AKHLAK RASULULLAH SAW
Segala perkataan, gerak-gerik,
perilakunya dan diamnya Rasulullah SAW mengandung makna mendalam dan menjadi
suri teladan bagi kita semua. Kita simak beberapa akhlak dan nasihat-nasihat
beliau untuk kita teladani dalam kehidupan sehari-hari.
1. Cinta Kebersihan
Dalam kesederhanaannya,
Rasulullah SAW tetap mencintai kebersihan dan kerapihan. “Tuhan
adalah suci dan mencintai kesucian dan kebersihan” kata beliau.

## Daftar Materi
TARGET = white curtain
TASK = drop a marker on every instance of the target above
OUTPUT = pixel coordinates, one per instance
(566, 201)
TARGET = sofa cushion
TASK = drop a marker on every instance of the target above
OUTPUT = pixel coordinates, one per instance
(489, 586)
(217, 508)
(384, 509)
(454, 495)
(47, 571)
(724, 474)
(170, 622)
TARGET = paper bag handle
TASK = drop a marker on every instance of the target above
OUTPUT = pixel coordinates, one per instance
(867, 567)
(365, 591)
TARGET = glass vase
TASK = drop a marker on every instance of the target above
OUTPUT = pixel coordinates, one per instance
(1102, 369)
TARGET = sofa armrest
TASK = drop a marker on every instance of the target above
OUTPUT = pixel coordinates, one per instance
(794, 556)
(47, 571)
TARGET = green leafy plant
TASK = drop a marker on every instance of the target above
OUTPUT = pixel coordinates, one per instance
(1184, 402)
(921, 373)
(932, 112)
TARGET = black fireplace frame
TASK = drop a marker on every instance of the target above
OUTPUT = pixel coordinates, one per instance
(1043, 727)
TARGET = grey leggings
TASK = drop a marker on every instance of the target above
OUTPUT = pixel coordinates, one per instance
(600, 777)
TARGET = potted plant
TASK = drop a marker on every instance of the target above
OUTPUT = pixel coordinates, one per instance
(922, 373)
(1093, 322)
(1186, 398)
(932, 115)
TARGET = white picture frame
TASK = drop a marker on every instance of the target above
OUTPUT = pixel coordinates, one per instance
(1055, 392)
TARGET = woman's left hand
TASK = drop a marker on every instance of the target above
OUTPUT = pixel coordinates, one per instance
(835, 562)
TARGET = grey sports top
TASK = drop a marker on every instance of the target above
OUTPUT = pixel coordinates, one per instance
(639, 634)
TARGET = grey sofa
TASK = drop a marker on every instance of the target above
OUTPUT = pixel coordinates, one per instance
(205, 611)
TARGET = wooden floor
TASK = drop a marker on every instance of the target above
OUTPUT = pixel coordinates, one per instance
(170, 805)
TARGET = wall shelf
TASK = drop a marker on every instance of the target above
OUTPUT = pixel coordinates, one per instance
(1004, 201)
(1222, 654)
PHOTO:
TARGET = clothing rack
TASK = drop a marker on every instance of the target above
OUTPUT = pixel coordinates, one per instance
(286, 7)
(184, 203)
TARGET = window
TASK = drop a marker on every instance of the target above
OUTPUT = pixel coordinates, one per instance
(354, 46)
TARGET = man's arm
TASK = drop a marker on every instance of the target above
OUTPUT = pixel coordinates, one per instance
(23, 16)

==

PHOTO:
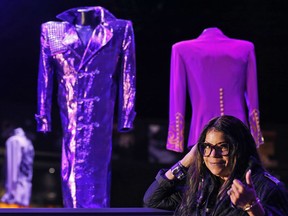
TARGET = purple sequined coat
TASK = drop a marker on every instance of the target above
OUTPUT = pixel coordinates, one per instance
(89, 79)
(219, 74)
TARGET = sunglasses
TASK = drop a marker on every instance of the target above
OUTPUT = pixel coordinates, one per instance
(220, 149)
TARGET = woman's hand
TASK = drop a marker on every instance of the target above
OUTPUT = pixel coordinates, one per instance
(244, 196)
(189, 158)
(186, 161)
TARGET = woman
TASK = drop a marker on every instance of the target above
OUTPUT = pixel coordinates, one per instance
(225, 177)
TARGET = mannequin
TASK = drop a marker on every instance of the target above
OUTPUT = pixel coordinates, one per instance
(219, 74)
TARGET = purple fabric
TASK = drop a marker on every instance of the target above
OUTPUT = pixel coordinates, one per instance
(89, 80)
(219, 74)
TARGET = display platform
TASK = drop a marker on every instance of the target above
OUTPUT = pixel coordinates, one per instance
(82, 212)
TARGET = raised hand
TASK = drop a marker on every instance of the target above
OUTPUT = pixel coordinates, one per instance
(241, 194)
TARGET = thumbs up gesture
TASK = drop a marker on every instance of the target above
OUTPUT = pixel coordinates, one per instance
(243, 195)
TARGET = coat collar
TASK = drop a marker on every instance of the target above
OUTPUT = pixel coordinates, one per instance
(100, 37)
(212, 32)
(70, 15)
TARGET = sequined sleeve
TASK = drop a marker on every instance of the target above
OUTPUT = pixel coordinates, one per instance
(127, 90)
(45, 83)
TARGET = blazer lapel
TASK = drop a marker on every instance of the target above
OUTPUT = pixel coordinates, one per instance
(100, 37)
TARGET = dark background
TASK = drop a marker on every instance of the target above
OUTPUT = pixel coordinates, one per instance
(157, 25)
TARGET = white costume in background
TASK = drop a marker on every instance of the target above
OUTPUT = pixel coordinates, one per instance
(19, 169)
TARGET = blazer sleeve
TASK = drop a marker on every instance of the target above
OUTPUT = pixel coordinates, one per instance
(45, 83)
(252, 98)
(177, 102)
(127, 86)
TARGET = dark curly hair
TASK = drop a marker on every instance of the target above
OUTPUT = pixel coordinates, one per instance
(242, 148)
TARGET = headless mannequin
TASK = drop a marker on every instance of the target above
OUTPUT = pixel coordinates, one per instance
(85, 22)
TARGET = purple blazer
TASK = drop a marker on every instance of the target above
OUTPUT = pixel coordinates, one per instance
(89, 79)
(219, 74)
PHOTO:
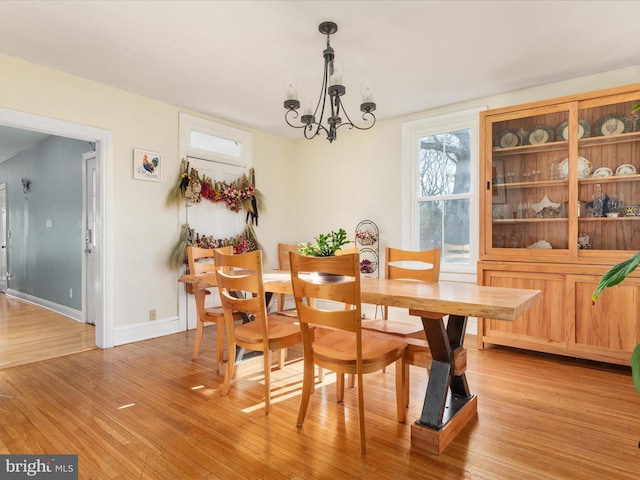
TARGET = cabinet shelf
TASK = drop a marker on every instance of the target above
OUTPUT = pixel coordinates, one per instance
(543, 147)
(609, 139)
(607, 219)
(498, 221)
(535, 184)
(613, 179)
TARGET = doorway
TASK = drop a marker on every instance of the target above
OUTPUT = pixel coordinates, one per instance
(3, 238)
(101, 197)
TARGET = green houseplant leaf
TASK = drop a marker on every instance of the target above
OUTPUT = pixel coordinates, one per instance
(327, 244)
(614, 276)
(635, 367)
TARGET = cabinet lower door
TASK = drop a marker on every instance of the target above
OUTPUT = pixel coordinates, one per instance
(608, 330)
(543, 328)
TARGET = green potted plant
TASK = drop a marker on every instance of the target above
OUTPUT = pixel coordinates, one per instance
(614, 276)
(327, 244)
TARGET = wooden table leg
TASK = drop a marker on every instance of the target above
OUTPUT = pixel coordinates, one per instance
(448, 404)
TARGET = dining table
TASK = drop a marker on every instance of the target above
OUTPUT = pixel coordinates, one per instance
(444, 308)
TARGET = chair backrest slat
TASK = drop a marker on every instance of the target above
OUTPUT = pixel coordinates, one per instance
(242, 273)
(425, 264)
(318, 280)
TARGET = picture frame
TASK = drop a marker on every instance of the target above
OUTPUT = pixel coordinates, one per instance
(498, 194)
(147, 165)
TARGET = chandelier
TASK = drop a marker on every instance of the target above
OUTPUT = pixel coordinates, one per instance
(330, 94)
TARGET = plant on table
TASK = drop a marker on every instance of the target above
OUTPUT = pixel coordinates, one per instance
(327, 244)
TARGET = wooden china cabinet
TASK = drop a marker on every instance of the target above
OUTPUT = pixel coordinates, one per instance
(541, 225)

## Tujuan Latihan
Menurut kutipan tentang akhlak Rasulullah SAW, apa yang tetap dicintai beliau dalam kesederhanaannya?

## Penyelesaian Latihan
Kebersihan dan kerapihan.